## [Task requirements]
Reproduce the listing that follows with no differences at all.
○ ○ ○
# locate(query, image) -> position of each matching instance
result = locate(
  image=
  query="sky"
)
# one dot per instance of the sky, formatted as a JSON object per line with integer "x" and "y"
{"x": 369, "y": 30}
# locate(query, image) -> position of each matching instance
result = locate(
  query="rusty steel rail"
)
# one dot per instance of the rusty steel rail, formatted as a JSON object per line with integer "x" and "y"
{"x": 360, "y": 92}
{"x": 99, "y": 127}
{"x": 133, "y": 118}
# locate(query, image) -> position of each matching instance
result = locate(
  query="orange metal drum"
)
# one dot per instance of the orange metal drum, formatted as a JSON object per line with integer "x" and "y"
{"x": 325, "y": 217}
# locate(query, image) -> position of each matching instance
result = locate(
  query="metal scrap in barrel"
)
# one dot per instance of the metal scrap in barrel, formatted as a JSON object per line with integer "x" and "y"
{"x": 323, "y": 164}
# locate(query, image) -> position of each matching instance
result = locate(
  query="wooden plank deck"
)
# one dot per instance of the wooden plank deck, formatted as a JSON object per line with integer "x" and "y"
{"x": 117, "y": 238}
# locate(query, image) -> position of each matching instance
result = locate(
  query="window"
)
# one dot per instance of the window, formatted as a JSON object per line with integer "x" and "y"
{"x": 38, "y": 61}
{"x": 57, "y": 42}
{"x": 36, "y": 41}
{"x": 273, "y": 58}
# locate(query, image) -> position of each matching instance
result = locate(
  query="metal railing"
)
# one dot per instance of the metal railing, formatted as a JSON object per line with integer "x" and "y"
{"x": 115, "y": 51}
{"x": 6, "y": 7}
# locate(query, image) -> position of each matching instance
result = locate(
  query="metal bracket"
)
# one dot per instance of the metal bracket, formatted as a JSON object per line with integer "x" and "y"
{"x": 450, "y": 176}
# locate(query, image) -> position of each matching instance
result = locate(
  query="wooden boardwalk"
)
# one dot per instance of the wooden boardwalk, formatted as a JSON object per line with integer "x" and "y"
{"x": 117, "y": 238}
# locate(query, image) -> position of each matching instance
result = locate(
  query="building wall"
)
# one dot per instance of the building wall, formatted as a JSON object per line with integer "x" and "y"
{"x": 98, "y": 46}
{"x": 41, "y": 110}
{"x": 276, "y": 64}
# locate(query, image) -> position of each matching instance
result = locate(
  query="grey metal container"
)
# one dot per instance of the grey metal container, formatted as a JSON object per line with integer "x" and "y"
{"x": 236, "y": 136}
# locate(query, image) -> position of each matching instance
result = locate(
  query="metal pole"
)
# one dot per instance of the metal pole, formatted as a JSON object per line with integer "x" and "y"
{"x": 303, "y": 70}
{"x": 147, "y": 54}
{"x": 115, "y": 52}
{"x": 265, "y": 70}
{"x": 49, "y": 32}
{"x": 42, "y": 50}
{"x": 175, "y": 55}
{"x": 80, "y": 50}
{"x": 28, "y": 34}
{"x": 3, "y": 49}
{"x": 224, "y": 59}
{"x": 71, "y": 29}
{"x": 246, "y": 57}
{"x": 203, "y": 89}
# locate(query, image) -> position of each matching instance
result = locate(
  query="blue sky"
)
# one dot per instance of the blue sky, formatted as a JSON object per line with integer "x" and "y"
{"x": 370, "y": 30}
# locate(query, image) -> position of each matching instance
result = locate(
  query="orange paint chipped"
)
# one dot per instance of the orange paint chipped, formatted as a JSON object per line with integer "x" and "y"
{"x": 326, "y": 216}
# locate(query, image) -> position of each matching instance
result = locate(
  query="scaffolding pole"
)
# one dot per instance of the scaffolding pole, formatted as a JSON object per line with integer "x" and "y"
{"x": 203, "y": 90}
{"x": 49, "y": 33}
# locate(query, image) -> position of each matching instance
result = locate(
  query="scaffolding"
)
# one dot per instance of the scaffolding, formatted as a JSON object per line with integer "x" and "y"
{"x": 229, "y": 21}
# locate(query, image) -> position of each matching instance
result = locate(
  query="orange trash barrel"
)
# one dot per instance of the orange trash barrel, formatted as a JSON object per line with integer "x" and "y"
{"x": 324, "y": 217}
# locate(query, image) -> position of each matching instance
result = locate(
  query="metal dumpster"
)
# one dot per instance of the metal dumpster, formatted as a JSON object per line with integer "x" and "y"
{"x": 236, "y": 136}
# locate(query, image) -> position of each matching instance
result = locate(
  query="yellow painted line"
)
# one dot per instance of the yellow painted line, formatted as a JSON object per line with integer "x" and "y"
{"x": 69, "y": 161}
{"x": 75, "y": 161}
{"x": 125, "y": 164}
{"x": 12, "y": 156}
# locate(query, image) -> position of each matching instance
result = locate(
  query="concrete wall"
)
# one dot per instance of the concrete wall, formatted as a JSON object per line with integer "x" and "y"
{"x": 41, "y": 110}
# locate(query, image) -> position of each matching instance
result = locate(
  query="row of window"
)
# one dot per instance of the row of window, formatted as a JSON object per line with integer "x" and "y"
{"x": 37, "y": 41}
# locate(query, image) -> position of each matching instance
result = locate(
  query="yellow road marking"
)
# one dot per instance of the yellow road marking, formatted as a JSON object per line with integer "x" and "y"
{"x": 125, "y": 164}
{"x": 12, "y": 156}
○ ○ ○
## [Complete output]
# locate(query, image) -> position of each matching instance
result = locate(
  image=
  query="sky"
)
# one dot per instance of the sky, formatted as a JSON object per line with integer "x" and "y"
{"x": 369, "y": 30}
# locate(query, image) -> position of each matching instance
result = locate(
  query="rusty steel rail"
)
# one dot per instance of the rusty steel rail, formatted as a JSON object per line with integer "x" and "y"
{"x": 360, "y": 92}
{"x": 99, "y": 127}
{"x": 133, "y": 118}
# locate(query, image) -> position of each matching instance
result = locate(
  query="orange metal drum"
)
# one dot per instance of the orange metal drum, formatted as a JSON object per line with integer "x" and "y"
{"x": 325, "y": 217}
# locate(query, image) -> position of each matching instance
result = locate(
  query="metal scrap in barrel"
)
# one dot per instance of the metal scrap in barrel, formatted as a JSON object per line with integer "x" and "y"
{"x": 323, "y": 164}
# locate(query, image) -> position of each matching instance
result = locate(
  query="wooden plank deck"
)
# one dot per instance of the wooden plank deck, formatted as a JSON object per line with integer "x" and "y"
{"x": 117, "y": 238}
# locate(query, image) -> position of each matching instance
result = locate(
  query="window"
)
# one dot per instance of the window, formatted as a JSON object per line with integer "x" and "y"
{"x": 38, "y": 61}
{"x": 57, "y": 42}
{"x": 36, "y": 41}
{"x": 273, "y": 58}
# locate(query, image) -> position of each matching instance
result = locate(
  query="metal railing"
)
# one dot per instance of the metal railing, formatted as a JSON object per line with integer "x" and "y"
{"x": 115, "y": 51}
{"x": 6, "y": 7}
# locate(query, image) -> position of each matching instance
result = locate(
  query="metal bracket"
)
# one dot per instance of the metal bracket, formatted as a JSON object per line with integer "x" and "y"
{"x": 450, "y": 176}
# locate(query, image) -> position of each matching instance
result = locate(
  query="wooden boardwalk"
)
# one dot per instance of the wooden boardwalk, formatted as a JSON object per line with integer "x" and "y"
{"x": 117, "y": 238}
# locate(query, image) -> position of each matching instance
result = locate(
  query="building wall"
)
# one dot per instance of the building wall, formatted as a JSON object per line with integer "x" and "y"
{"x": 98, "y": 46}
{"x": 41, "y": 110}
{"x": 276, "y": 64}
# locate(query, image) -> position of each matching instance
result = locate(
  query="grey metal container"
)
# one dot per instance of the grey metal container, formatted as a JSON object per line with integer "x" and "y"
{"x": 236, "y": 136}
# locate(query, image) -> position of each matching instance
result = locate(
  query="metal pole"
)
# one dot per instance of the metal pole, formatted as a JSON object per line with integer "x" and "y"
{"x": 303, "y": 70}
{"x": 147, "y": 54}
{"x": 115, "y": 52}
{"x": 265, "y": 70}
{"x": 49, "y": 32}
{"x": 42, "y": 50}
{"x": 175, "y": 55}
{"x": 80, "y": 50}
{"x": 28, "y": 34}
{"x": 3, "y": 49}
{"x": 224, "y": 59}
{"x": 71, "y": 29}
{"x": 246, "y": 57}
{"x": 203, "y": 89}
# locate(query, image) -> position of each matching instance
result = locate(
  query="blue sky"
)
# one dot per instance of the blue sky, formatted as a JSON object per line with integer "x" and "y"
{"x": 370, "y": 30}
# locate(query, image) -> position of each matching instance
result = locate(
  query="orange paint chipped"
)
# one dot per instance of the orange paint chipped, formatted as a JSON object per line with integer "x" and "y"
{"x": 326, "y": 216}
# locate(query, image) -> position of each matching instance
result = locate(
  query="scaffolding pole"
)
# one dot per instance of the scaffolding pole, formatted as a JSON object per line with integer "x" and "y"
{"x": 203, "y": 90}
{"x": 49, "y": 33}
# locate(query, image) -> position of each matching instance
result = locate(
  query="scaffolding"
)
# one dot per instance of the scaffolding, formatted as a JSON object per line with integer "x" and "y"
{"x": 229, "y": 21}
# locate(query, image) -> position of each matching instance
result = locate(
  query="orange trash barrel"
)
# one dot per instance of the orange trash barrel, formatted as a JSON object per line with integer "x" and "y"
{"x": 324, "y": 217}
# locate(query, image) -> position of each matching instance
result = locate(
  query="metal dumpster"
)
# one dot per instance of the metal dumpster, formatted as a JSON object per line with integer "x" and "y"
{"x": 236, "y": 136}
# locate(query, image) -> position of each matching instance
result = locate(
  query="yellow painted line"
)
# one dot per instance of the yellow painted line, formatted as a JSON object per line with integer "x" and "y"
{"x": 69, "y": 161}
{"x": 75, "y": 161}
{"x": 125, "y": 164}
{"x": 12, "y": 156}
# locate(query, image) -> position of each matching instance
result = locate(
  query="concrete wall"
)
# one dot per instance of the concrete wall, formatted as a JSON object per line with integer "x" and "y"
{"x": 41, "y": 110}
# locate(query, image) -> position of each matching instance
result = locate(
  query="row of window"
)
# one dot per instance of the row of window, formatted as a JSON object per line with integer "x" and "y"
{"x": 37, "y": 41}
# locate(query, image) -> position of each matching instance
result = locate(
  query="yellow road marking"
)
# one dot per instance of the yellow road marking, formatted as a JSON object per line with integer "x" and "y"
{"x": 125, "y": 164}
{"x": 12, "y": 156}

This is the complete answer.